Dataset records
====

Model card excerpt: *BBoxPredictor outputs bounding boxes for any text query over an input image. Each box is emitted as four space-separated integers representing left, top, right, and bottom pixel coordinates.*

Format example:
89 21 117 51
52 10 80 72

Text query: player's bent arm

====

GIVEN TASK -> Update the data, replacing "integers" with "whole numbers" and leaving everything else unchanged.

FULL OUTPUT ->
Model card excerpt: *BBoxPredictor outputs bounding boxes for any text query over an input image. Each box is emitted as four space-separated whole numbers representing left, top, right, and bottom pixel coordinates.*

Format example:
89 21 117 51
52 10 80 72

Text query: player's bent arm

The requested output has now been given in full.